• Document text:
========

This issue of DreamSeeker Magazine crosses boundaries of faith, cultural, national, worldview understandings, and more. Article after article invites us to think about what is Other than our selves, circumstances, preferences, current arrangements. 

Dorothy Yoder Nyce invites us to dream of a melting of the ice that in freezing our faith commitments  prevents our grasping the value of other understandings. Titus Bender wants us to grasp that the view from “I” we so regularly champion in North America must give way to “We” lest we perish.

Annie Wenger-Nabigon asks us to feel our way through what happens when a member of an oppressing people marries a member of those oppressed. Brenda Hartman-Souder invites us to join her in Nigeria where faith like Margaret’s helps keep her on course.

========

• Records supplied:
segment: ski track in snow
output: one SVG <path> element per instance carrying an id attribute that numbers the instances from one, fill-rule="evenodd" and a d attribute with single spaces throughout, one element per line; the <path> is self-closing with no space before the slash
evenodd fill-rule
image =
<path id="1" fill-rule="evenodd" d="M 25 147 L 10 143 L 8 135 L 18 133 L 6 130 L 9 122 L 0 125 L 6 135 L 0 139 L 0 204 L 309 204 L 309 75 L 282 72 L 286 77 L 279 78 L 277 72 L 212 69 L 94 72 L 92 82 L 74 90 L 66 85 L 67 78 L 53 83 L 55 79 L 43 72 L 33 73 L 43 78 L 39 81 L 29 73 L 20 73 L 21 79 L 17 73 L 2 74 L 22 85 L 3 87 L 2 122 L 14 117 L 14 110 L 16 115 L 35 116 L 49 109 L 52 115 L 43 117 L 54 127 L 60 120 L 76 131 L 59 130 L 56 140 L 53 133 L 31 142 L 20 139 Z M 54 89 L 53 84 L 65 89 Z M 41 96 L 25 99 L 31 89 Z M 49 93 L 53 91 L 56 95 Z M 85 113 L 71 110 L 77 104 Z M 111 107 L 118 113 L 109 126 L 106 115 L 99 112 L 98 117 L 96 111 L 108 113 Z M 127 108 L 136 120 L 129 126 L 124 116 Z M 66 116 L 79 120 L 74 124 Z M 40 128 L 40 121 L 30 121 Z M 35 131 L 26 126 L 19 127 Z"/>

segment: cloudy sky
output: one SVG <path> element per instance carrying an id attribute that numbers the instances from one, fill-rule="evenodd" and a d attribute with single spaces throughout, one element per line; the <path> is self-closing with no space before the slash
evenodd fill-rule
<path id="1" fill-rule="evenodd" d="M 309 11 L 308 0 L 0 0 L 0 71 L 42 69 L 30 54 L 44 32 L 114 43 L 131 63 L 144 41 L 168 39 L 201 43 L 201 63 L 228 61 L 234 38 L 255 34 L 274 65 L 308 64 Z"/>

========

• Task description: Translate this sentence from the magazine introduction into Spanish: "Brenda Hartman-Souder invites us to join her in Nigeria where faith like Margaret’s helps keep her on course."

• Response to the exercise: Brenda Hartman-Souder nos invita a acompañarla en Nigeria, donde una fe como la de Margaret la ayuda a mantener el rumbo.